*TASK TO CARRY OUT*: Below are some records. Return exactly the lines from the one with "Target: wooden tv console" to the one with "Where can the console", and nothing else.

==== SUPPLIED RECORDS ====

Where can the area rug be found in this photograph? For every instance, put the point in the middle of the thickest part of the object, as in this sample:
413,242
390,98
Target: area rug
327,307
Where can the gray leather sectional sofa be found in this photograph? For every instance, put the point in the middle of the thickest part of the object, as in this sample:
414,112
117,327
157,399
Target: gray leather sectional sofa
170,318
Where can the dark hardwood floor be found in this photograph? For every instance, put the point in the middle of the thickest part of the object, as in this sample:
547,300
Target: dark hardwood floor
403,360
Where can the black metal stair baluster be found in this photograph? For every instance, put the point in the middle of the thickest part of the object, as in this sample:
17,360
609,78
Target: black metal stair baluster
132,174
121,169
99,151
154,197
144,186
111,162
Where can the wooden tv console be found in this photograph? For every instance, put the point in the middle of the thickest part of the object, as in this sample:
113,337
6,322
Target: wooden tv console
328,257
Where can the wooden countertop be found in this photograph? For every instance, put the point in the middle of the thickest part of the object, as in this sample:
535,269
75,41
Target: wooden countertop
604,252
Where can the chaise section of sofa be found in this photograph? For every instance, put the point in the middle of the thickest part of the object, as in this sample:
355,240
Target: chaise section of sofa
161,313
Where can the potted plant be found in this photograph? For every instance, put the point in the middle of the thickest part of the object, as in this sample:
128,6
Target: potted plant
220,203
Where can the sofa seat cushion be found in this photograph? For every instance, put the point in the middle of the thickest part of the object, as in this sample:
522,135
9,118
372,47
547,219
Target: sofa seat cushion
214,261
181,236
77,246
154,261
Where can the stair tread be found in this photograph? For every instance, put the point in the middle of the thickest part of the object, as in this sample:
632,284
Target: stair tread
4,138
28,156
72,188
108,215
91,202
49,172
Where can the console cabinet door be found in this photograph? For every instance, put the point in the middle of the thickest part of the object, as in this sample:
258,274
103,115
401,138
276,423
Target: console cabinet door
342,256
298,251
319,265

====

*PROBLEM SOLUTION*:
Target: wooden tv console
328,257
Where can the wooden countertop be found in this photograph? For every instance, put the point in the middle of the thickest part of the object, as in this sample:
535,269
75,41
Target: wooden countertop
604,252
Where can the chaise section of sofa be found in this photograph? For every instance, put the point in the middle of the thickest part of the object, as in this sample:
355,240
Target: chaise section of sofa
161,313
Where can the potted plant be found in this photograph? For every instance, put the point in the middle of the thickest part of the object, as in this sample:
128,6
Target: potted plant
220,203
Where can the sofa seat cushion be found in this photograph? For every instance, put the point in the middle of the thickest part of the object, as in this sample:
522,135
9,118
372,47
547,219
Target: sofa seat cushion
214,261
181,236
77,246
154,261
Where can the stair tread be found in this photograph? For every instance, put the point in the middle of the thickest part of the object, as in this sample:
632,284
Target: stair tread
4,138
28,156
72,188
108,215
91,202
49,172
Where can the console cabinet door be found in this photograph? For every instance, put the point in the middle of the thickest part of the object, as in this sample:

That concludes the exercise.